* [RECORDED DATA]
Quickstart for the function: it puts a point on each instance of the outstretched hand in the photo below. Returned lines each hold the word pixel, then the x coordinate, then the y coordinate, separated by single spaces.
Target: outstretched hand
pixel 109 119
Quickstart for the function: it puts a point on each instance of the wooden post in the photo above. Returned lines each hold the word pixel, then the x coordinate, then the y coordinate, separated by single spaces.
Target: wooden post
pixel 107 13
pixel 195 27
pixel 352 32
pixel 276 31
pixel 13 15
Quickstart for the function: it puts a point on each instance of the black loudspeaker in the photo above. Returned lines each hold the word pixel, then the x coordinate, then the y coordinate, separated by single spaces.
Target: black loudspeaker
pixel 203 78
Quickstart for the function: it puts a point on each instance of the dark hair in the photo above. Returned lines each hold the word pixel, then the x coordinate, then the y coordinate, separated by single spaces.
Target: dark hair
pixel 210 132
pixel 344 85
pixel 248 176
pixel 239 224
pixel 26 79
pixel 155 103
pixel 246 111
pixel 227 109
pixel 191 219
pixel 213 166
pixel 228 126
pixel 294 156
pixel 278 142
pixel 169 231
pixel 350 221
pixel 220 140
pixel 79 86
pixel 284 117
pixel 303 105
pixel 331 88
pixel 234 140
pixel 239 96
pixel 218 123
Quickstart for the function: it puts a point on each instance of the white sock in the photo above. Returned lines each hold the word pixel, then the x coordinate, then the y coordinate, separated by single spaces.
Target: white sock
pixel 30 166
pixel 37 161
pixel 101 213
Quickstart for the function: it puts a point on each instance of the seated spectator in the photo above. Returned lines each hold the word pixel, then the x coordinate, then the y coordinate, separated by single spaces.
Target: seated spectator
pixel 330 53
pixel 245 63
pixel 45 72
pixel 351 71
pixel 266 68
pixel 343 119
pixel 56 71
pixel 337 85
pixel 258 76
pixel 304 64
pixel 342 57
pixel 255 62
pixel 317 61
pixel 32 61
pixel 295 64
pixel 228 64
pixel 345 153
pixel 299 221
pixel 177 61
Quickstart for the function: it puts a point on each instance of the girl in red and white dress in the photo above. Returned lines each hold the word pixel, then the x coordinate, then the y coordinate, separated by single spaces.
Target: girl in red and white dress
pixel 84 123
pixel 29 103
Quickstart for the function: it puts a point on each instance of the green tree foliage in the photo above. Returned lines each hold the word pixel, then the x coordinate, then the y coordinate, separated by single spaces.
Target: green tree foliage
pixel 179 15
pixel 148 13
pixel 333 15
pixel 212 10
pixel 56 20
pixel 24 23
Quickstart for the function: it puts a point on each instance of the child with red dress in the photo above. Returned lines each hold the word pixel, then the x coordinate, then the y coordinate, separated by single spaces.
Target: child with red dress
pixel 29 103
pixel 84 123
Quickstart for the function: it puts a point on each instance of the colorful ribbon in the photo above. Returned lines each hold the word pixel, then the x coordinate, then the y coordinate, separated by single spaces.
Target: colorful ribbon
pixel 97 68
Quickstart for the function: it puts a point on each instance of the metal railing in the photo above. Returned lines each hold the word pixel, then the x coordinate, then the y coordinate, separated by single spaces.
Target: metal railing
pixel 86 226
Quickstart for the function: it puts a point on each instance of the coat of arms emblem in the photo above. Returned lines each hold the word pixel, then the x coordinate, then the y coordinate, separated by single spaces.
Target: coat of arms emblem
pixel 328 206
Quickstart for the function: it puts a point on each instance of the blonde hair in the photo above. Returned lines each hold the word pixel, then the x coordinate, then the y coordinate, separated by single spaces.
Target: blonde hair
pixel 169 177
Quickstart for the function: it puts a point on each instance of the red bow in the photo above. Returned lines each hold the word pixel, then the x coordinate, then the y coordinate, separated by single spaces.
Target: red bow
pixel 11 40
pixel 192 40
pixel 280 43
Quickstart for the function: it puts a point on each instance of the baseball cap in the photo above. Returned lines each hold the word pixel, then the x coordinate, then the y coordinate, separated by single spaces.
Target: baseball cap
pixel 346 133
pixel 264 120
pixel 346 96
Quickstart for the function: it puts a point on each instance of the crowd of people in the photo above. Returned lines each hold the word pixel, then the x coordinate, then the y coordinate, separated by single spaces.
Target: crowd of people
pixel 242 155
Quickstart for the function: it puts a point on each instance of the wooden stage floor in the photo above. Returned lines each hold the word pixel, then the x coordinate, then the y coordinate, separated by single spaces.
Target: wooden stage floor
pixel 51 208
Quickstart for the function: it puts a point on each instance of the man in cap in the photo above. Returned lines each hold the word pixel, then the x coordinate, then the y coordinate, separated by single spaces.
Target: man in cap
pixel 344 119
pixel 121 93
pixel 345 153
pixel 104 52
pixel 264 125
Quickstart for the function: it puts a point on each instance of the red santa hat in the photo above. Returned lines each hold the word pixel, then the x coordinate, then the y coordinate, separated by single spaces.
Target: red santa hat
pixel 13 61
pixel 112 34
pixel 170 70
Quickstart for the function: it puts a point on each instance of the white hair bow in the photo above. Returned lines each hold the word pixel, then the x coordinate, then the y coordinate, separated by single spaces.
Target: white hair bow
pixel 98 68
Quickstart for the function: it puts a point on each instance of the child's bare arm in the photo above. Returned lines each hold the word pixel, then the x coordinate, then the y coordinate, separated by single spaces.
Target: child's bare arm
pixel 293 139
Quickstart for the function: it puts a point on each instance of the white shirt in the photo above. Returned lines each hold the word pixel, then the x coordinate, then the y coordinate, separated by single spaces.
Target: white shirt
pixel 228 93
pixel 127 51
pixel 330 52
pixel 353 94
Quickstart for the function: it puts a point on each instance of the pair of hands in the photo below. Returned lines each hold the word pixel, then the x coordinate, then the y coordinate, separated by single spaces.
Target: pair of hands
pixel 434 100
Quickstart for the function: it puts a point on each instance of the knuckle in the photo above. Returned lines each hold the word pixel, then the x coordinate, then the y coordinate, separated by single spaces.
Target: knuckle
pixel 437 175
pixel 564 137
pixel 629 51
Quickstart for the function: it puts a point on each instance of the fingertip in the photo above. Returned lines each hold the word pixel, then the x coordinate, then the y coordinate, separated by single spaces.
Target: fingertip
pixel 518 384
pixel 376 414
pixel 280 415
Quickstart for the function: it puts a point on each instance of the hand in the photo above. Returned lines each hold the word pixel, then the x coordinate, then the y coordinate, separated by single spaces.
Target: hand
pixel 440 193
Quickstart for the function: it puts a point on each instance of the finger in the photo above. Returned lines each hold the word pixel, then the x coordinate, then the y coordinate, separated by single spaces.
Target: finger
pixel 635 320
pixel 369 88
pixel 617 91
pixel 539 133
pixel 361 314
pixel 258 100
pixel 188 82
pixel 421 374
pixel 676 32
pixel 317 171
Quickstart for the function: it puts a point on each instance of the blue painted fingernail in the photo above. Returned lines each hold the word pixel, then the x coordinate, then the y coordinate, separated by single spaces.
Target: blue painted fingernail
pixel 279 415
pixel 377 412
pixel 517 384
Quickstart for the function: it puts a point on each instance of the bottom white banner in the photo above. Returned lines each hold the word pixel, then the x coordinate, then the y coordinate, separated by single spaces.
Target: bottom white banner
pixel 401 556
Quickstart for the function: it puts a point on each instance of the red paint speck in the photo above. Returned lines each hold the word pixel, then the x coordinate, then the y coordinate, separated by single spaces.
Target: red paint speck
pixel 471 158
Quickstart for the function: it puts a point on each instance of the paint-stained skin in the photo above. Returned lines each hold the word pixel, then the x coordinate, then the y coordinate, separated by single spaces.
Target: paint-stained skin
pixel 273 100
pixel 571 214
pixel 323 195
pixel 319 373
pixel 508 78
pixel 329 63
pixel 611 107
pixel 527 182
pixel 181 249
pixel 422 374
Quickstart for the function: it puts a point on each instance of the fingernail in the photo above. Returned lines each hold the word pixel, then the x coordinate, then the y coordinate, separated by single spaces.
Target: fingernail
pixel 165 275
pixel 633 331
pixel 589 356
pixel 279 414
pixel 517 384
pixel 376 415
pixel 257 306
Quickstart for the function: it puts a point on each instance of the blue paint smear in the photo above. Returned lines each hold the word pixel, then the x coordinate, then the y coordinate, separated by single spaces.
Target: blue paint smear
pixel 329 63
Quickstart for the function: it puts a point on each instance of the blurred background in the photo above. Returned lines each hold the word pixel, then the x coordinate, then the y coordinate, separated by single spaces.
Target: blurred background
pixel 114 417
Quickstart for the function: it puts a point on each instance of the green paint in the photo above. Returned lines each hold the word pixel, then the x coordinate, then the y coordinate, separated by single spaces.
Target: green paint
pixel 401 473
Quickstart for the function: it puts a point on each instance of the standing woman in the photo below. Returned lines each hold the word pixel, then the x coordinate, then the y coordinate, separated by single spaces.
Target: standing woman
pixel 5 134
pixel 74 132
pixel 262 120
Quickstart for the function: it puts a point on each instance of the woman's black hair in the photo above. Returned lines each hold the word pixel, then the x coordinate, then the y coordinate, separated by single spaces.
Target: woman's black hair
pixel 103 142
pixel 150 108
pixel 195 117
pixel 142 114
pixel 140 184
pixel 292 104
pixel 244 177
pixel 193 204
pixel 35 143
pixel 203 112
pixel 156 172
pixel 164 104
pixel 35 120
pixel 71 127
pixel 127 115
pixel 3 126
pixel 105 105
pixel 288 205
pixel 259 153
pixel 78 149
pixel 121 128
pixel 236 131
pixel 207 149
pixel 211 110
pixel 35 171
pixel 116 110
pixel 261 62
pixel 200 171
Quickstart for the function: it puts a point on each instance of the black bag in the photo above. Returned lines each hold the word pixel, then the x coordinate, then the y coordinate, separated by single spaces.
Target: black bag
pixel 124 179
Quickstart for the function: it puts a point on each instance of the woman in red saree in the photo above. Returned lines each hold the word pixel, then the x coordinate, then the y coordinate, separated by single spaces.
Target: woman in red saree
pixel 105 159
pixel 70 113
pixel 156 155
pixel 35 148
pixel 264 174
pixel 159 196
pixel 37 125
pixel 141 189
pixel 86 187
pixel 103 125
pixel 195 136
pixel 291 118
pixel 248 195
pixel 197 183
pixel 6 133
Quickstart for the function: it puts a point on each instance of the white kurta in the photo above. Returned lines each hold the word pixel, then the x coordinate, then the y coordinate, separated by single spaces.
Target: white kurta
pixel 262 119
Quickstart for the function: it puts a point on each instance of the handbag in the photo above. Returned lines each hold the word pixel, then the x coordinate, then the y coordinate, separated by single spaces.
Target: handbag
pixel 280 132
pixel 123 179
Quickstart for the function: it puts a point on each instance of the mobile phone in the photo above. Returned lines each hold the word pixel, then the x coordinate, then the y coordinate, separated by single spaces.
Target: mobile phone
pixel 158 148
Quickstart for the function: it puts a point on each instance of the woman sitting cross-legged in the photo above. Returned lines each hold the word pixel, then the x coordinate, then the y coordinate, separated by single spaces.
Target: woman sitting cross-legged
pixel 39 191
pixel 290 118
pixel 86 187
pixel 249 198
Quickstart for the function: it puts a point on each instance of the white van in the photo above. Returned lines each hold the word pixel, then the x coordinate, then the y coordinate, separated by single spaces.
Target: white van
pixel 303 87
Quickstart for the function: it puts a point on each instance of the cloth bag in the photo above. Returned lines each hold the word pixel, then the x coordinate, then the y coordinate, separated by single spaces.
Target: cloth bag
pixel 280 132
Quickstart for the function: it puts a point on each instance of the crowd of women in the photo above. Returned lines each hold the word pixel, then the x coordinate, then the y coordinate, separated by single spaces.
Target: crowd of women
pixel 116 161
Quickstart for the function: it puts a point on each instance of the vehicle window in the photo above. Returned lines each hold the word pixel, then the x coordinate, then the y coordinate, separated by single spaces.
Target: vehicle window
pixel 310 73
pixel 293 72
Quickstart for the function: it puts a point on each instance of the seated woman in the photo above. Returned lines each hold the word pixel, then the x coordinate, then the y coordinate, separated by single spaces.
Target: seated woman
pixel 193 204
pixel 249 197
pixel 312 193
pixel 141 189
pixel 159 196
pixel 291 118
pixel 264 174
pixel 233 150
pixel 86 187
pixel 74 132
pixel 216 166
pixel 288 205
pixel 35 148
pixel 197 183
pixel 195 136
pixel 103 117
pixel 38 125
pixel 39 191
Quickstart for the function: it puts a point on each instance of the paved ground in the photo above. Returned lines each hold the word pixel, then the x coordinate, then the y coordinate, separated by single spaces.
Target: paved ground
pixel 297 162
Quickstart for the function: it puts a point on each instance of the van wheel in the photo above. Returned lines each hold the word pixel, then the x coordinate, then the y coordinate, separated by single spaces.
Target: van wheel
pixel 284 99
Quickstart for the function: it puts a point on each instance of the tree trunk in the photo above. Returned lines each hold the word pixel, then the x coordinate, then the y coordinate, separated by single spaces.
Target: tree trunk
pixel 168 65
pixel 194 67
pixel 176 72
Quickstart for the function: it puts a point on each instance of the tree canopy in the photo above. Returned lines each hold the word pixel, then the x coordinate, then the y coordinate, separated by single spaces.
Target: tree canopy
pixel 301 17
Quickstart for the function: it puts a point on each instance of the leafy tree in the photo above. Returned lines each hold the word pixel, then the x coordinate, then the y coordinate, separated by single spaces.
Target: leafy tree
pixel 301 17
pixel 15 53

* [TO DO] Return exactly, and only, the lines above starting at the line that contains "Target: white sock" and ending at the line that contains "the green tree".

* [YOUR RESPONSE]
Target: white sock
pixel 30 166
pixel 37 161
pixel 101 213
Quickstart for the function: it puts a point on each instance of the seated spectator in the photo above. Returned lines each hold the word pixel, then the x coordinate, then the y coordinate, separated by single spaces.
Target: seated spectator
pixel 330 53
pixel 245 63
pixel 45 72
pixel 351 71
pixel 266 68
pixel 343 119
pixel 56 71
pixel 337 85
pixel 258 76
pixel 304 64
pixel 342 57
pixel 255 62
pixel 317 61
pixel 32 61
pixel 295 64
pixel 228 64
pixel 345 153
pixel 299 221
pixel 177 61
Quickstart for the function: it puts a point on each instance of the girl in red and white dress in the photo above. Returned lines each hold the word pixel, then the x coordinate, then the y coordinate, separated by single spaces.
Target: girl in red and white dress
pixel 84 123
pixel 29 103
Quickstart for the function: it puts a point on each instance of the green tree foliage in the photo above. Returned lines each hold the word pixel, then the x coordinate, then the y coordinate, separated by single spaces.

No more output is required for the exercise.